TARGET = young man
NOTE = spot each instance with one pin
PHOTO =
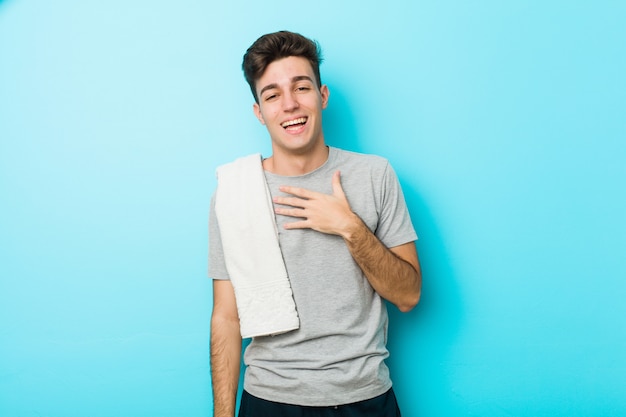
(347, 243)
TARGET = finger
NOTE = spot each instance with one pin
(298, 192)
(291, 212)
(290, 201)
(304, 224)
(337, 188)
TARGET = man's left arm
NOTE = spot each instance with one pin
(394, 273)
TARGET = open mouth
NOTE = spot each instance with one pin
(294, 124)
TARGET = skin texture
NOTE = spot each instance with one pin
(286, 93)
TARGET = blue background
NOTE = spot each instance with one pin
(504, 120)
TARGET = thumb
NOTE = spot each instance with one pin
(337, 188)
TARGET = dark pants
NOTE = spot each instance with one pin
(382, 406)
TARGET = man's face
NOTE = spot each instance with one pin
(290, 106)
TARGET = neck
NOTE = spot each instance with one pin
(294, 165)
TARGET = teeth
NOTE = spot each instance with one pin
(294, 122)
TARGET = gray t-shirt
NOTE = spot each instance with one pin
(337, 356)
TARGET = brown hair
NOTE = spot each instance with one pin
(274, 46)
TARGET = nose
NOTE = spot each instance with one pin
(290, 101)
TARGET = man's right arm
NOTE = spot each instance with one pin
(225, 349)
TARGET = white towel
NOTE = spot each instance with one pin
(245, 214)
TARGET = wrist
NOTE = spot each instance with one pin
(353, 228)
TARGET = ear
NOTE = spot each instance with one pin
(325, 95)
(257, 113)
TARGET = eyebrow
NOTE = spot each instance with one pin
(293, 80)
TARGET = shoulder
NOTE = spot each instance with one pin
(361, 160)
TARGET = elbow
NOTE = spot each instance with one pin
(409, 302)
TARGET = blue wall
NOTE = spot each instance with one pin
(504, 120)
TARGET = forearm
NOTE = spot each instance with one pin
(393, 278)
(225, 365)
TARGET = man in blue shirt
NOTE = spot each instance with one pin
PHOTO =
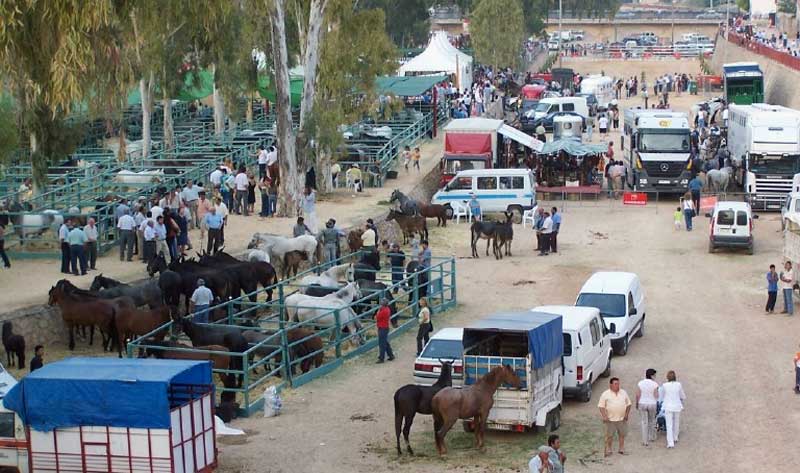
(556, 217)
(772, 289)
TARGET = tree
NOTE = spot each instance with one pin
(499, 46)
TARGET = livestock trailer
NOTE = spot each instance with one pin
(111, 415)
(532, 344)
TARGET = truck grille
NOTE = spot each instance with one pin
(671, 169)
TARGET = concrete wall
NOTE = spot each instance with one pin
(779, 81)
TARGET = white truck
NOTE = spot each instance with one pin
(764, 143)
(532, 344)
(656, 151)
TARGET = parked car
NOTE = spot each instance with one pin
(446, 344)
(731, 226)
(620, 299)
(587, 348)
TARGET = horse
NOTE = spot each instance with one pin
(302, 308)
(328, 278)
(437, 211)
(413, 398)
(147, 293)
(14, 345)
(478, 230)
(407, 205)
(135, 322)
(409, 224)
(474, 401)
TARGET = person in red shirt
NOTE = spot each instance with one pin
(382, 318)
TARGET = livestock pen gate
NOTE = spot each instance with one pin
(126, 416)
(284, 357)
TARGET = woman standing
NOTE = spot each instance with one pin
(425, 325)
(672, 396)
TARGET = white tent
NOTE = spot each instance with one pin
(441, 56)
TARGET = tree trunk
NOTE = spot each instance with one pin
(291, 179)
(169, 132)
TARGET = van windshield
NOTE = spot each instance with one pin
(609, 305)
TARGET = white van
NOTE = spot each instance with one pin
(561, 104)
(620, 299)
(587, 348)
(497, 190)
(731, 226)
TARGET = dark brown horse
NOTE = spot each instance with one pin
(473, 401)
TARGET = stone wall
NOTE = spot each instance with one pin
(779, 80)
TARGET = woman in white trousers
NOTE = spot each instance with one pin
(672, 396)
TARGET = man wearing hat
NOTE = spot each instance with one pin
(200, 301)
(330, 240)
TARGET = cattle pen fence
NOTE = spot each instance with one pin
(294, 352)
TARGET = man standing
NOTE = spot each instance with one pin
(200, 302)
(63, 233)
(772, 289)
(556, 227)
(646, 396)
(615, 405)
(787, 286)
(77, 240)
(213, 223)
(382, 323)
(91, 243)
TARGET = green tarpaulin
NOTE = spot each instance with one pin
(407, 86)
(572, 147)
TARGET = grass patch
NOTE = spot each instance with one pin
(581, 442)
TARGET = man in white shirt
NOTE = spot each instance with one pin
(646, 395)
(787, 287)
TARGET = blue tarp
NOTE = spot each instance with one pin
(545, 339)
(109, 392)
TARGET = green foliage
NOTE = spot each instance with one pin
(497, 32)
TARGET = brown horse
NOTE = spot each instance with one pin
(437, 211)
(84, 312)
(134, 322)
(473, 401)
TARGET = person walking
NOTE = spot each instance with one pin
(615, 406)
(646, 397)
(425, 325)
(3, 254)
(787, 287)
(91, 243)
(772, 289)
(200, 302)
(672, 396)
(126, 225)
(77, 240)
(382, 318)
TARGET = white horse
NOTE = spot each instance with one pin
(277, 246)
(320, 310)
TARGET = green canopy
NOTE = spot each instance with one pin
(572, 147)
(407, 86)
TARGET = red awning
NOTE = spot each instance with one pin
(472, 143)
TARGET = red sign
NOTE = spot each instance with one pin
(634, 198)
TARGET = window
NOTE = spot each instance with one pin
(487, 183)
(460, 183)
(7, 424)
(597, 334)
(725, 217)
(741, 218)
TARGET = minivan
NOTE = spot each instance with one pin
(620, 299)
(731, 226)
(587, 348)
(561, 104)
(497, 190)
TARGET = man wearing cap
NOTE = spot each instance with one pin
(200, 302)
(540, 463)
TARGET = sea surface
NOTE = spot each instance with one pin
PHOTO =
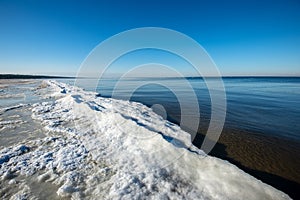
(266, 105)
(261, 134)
---+---
◆ Problem to work on ◆
A single number, please: the count of lines above that contain the string "white".

◆ Finished exercise ◆
7